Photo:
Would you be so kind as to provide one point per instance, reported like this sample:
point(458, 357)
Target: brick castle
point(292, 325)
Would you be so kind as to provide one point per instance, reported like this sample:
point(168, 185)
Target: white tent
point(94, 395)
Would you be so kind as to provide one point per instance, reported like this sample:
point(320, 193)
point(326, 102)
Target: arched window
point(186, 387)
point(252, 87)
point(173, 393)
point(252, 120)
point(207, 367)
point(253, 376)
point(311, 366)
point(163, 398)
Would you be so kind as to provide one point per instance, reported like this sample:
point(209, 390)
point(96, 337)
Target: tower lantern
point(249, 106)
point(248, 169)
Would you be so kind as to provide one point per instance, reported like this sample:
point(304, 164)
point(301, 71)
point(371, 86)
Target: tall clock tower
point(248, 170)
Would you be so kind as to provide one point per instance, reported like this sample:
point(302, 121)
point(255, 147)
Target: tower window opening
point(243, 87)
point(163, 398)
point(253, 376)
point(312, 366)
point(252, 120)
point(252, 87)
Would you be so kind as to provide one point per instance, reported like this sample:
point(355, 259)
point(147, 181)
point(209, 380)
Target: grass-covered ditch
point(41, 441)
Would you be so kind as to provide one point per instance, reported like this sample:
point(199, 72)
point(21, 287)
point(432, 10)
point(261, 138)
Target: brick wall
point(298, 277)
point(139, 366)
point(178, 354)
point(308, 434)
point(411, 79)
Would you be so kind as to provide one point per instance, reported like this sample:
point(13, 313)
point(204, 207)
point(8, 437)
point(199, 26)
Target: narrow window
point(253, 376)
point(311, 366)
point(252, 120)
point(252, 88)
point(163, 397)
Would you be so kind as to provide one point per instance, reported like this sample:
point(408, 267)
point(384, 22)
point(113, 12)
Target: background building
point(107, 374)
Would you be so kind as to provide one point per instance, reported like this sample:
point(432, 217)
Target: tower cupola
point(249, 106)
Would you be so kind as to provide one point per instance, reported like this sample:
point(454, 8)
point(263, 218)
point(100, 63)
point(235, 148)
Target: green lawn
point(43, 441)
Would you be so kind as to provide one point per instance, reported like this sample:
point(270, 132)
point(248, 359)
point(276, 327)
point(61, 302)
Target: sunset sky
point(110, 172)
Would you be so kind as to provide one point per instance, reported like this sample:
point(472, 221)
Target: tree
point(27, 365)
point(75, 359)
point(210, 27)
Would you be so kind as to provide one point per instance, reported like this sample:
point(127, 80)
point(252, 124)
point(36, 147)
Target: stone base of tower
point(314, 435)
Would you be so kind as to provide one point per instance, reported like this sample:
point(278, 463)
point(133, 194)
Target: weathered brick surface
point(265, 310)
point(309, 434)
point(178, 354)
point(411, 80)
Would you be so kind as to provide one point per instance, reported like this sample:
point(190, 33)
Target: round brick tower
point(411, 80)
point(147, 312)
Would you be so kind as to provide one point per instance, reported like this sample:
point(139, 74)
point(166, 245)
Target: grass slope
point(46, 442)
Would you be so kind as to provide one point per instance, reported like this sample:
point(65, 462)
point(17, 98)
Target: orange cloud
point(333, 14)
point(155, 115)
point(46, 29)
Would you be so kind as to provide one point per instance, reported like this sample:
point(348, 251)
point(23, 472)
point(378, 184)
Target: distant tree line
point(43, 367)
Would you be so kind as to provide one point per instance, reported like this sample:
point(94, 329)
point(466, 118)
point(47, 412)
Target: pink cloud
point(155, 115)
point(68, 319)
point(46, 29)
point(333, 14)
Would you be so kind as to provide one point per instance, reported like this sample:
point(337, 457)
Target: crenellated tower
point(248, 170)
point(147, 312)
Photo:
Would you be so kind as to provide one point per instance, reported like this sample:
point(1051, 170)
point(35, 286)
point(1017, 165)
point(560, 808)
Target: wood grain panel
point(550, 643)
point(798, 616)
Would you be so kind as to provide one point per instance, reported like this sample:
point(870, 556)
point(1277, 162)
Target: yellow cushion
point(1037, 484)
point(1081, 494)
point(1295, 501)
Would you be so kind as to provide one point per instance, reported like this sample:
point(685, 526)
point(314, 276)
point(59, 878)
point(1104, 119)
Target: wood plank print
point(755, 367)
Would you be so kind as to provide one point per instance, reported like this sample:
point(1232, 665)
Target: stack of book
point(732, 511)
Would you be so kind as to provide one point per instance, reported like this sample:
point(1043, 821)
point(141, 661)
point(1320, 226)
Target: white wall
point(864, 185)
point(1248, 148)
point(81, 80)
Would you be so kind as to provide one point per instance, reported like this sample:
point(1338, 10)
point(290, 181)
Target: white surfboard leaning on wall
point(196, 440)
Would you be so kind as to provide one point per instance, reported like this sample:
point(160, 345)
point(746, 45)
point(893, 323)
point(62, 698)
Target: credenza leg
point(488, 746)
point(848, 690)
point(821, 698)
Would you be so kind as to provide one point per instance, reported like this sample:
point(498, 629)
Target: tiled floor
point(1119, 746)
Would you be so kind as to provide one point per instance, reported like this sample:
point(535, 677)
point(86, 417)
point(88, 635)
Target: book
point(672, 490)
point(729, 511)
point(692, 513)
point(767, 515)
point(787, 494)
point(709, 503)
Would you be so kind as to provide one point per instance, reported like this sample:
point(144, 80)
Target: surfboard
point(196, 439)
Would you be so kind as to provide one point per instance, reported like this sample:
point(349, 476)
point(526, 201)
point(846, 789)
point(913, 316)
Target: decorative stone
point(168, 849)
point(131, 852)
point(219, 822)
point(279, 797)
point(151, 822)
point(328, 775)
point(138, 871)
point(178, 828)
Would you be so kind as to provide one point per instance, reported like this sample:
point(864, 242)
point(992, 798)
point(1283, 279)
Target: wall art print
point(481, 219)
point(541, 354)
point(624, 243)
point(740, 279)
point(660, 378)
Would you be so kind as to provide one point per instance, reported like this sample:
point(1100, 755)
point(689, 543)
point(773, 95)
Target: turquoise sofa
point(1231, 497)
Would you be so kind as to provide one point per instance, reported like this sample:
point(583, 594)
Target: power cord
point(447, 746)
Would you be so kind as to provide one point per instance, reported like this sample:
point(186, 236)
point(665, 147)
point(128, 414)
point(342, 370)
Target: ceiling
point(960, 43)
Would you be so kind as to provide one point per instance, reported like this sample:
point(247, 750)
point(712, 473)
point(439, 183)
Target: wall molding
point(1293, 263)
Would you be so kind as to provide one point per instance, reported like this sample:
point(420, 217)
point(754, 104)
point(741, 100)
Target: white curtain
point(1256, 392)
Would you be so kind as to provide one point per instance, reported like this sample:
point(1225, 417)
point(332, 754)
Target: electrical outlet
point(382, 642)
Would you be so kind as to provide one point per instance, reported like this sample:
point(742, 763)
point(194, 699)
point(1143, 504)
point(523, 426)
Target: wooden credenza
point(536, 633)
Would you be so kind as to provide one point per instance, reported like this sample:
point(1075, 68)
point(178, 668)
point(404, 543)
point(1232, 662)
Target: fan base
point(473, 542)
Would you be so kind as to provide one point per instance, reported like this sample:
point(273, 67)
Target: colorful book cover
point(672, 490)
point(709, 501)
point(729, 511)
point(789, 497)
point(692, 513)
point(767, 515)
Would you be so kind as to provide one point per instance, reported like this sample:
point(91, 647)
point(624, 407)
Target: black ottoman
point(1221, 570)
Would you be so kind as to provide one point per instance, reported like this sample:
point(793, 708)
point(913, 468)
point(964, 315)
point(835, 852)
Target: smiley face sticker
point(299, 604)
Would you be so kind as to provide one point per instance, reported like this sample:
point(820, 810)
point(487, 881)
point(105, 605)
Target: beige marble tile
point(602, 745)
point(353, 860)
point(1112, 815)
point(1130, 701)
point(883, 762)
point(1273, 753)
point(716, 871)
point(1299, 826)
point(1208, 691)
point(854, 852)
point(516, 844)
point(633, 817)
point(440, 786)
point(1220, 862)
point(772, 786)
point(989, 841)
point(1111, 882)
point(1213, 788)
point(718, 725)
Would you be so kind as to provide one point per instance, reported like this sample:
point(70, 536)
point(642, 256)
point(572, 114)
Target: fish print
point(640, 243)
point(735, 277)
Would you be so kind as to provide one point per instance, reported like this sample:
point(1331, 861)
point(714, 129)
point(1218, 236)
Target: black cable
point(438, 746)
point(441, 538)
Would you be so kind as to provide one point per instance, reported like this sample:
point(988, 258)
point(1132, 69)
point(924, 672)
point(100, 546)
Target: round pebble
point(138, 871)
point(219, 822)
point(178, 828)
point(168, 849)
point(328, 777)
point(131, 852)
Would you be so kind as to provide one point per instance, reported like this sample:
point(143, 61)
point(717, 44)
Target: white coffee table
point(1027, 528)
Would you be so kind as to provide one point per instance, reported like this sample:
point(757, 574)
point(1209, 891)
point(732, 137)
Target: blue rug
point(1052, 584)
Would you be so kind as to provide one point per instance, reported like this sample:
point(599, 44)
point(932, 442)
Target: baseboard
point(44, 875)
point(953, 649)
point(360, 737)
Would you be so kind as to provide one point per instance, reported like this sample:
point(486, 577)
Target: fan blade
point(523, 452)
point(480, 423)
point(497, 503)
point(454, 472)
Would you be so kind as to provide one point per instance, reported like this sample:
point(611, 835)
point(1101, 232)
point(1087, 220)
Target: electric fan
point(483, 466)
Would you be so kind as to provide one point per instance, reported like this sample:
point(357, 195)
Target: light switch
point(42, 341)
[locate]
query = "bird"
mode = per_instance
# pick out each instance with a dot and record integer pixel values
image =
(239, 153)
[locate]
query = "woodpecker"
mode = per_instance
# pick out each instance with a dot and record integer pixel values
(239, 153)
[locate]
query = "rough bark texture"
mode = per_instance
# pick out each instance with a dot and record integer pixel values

* [What you are asked to do]:
Copy the stretch from the start of the material through the line containing "point(94, 395)", requests included, and shift every coordinate in the answers up by 19. Leave the numbers in the requests unchanged.

* [Reply to the task]:
Photo:
Would you be so kind as to provide one point per instance, reported like this sample:
point(458, 357)
Target: brick castle
point(311, 344)
Would you be so kind as to provide one point per instance, reported like this sample:
point(168, 185)
Target: white tent
point(113, 414)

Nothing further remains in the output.